►

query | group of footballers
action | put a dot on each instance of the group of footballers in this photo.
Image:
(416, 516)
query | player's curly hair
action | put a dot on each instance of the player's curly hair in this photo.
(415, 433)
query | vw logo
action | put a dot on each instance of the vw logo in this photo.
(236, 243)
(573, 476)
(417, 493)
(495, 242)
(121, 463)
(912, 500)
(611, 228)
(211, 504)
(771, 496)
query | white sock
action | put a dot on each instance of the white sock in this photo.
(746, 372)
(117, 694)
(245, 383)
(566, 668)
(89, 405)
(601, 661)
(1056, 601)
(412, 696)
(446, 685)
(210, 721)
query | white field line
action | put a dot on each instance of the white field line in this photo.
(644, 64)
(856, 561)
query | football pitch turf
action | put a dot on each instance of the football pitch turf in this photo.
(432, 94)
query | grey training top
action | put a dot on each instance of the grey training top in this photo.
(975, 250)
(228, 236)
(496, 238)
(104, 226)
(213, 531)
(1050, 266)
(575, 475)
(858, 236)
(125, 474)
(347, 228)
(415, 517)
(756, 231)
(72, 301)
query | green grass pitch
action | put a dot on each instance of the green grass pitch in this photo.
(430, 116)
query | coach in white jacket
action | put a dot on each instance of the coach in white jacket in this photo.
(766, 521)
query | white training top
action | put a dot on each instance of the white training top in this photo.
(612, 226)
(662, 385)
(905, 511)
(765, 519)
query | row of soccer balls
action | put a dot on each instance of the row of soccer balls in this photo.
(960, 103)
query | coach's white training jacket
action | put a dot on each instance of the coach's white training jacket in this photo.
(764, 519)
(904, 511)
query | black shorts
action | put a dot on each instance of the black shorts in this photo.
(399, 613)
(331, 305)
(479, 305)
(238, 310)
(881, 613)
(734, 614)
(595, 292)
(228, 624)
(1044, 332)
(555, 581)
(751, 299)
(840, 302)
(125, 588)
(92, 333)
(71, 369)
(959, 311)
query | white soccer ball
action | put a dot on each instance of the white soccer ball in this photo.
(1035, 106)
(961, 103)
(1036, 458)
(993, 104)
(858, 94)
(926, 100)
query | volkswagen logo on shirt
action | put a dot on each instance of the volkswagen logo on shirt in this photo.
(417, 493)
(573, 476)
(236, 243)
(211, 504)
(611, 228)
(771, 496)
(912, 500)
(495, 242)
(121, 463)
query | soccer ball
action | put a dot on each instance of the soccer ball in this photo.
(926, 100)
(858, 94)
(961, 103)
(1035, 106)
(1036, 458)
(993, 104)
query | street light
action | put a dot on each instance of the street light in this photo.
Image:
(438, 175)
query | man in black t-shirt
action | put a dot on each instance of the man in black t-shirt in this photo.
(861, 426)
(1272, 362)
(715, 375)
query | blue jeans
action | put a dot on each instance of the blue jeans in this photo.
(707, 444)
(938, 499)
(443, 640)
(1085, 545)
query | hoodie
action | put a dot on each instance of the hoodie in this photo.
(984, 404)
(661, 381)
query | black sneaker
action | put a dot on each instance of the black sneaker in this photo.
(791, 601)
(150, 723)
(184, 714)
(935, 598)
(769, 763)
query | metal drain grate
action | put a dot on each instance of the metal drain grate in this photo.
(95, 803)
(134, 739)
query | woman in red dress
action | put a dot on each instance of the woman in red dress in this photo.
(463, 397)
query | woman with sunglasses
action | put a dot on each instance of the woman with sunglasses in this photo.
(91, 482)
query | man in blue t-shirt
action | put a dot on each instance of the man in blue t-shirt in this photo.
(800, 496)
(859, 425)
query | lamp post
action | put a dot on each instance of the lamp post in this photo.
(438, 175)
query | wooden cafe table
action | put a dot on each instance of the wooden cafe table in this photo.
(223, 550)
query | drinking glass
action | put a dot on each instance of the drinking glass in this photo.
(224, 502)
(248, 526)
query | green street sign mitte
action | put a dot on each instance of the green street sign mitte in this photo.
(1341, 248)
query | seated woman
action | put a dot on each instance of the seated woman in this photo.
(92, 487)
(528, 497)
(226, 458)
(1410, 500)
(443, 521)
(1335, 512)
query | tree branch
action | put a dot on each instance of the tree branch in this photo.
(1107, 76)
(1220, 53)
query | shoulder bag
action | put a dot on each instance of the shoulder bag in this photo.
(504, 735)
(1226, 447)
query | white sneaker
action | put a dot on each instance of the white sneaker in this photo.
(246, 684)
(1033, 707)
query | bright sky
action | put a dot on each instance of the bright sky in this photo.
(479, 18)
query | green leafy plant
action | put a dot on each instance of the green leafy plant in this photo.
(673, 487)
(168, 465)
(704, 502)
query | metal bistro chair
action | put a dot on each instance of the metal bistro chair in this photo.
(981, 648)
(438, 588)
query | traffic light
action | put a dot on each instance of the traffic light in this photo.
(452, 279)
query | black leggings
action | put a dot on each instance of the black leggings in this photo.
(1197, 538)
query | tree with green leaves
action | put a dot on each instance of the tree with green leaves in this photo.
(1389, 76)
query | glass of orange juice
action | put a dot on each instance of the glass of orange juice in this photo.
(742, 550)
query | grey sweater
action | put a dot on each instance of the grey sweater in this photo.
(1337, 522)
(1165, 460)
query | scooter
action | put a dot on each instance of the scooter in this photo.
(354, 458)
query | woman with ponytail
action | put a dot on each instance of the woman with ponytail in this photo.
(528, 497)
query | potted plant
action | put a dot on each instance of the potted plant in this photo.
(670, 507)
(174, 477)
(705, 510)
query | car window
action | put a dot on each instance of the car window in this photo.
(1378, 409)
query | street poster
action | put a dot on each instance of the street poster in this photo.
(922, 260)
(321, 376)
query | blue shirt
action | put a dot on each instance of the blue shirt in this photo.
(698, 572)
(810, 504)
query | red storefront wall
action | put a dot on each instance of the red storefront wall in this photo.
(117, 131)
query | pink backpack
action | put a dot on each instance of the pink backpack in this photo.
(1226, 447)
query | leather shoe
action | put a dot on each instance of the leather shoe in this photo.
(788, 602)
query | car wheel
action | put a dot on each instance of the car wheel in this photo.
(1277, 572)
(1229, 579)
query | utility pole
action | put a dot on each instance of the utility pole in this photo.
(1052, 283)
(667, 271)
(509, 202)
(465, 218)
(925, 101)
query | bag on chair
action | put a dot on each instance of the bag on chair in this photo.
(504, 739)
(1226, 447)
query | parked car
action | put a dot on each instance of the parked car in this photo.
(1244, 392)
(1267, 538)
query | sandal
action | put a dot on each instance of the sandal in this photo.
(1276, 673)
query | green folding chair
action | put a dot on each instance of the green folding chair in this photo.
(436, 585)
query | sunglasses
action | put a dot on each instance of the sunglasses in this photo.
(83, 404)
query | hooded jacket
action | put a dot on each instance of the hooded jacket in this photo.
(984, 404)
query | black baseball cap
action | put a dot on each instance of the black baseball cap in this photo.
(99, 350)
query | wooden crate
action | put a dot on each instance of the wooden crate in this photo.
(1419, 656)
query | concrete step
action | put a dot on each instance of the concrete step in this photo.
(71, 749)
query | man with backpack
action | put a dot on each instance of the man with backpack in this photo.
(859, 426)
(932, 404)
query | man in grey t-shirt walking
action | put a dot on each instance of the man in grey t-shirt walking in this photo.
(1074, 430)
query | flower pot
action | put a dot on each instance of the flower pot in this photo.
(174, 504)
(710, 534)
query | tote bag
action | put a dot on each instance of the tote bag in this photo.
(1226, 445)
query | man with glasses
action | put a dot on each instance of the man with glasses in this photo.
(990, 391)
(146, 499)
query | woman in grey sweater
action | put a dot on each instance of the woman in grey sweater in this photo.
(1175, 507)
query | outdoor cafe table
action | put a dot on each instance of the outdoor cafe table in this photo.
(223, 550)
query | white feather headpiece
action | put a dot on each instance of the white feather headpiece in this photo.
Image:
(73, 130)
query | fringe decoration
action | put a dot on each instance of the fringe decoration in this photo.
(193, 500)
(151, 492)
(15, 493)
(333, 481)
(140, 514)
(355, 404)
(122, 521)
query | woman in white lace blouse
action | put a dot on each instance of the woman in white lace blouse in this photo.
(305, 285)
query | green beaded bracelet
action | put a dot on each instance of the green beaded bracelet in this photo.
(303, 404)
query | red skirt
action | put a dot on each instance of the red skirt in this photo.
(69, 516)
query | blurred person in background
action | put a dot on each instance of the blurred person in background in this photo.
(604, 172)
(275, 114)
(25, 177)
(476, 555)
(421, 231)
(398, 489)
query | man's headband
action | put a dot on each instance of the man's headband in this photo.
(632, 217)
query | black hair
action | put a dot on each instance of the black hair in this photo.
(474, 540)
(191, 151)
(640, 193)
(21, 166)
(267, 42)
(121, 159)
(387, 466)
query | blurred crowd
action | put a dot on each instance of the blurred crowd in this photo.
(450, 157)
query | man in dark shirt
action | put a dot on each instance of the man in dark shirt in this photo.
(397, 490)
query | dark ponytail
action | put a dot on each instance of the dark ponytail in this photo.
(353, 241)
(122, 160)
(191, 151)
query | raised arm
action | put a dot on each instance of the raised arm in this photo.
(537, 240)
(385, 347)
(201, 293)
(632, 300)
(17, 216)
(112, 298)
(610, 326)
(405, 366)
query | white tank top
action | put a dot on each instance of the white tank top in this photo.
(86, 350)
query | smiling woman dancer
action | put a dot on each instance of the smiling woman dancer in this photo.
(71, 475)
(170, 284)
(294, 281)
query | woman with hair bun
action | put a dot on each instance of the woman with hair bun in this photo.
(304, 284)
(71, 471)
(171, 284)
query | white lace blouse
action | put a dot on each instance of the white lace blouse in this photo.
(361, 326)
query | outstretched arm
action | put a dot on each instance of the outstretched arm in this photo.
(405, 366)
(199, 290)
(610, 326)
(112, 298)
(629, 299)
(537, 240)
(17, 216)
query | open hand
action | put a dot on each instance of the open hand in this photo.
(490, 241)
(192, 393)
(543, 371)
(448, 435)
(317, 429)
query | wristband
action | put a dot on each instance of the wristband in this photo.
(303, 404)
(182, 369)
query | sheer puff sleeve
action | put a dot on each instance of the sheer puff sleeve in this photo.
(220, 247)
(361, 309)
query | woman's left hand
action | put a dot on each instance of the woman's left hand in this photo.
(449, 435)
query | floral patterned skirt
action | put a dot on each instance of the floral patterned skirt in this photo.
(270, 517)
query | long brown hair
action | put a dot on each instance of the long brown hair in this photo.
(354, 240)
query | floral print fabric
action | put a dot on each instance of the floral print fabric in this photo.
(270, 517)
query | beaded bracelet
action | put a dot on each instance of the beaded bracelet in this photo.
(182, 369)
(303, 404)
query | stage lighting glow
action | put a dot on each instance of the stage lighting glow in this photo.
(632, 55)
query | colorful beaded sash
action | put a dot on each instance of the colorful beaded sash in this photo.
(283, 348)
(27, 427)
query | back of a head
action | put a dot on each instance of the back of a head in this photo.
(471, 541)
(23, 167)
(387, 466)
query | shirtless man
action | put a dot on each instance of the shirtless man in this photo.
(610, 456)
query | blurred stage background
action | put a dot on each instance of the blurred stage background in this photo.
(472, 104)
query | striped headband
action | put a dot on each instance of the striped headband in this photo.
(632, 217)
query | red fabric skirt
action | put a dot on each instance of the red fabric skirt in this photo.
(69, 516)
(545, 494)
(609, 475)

◄

__To be done__
All lines from the line containing "query | sheer puff sleeve" through the end of the listing above are to be duplicated exactly; include both ends and nothing further.

__Finished exercise__
query | sheer puff sleeve
action | put a dot on each instance of the sheer puff sleeve in this photo.
(220, 247)
(361, 309)
query | woman's left hand
action | put a dot on each instance of the woman's left hand in this photo.
(449, 435)
query | floral patterned skirt
action | put a dot on each instance of the floral patterned skirt in this photo.
(270, 517)
query | long brown hair
action | put a dot on each instance of the long brown hair in this photo.
(354, 240)
query | floral print fabric
action | put a dot on each instance of the floral print fabric in this photo.
(270, 517)
query | beaded bracelet
action | put a dot on each instance of the beaded bracelet in this photo.
(182, 369)
(303, 404)
query | stage lighting glow
action | put a dot on each instance of the stage lighting glow in this photo.
(632, 55)
query | colorful beaded sash
action | put a dot on each instance of the colorful beaded sash in this photo.
(283, 348)
(27, 427)
query | back of a head
action | put a dot on each instance of the back of a head in this photo.
(471, 541)
(23, 167)
(387, 466)
query | shirtless man
action | put a dot on each instance of the shirtless man in this photo.
(610, 456)
query | blurred stage background
action | put a dot on each instance of the blurred stage background in this photo.
(472, 104)
query | striped headband
action | put a dot on each instance of the striped headband in this photo.
(632, 217)
query | red fabric skirt
action | put a dot on each instance of the red fabric skirt in this photo.
(69, 516)
(545, 494)
(609, 475)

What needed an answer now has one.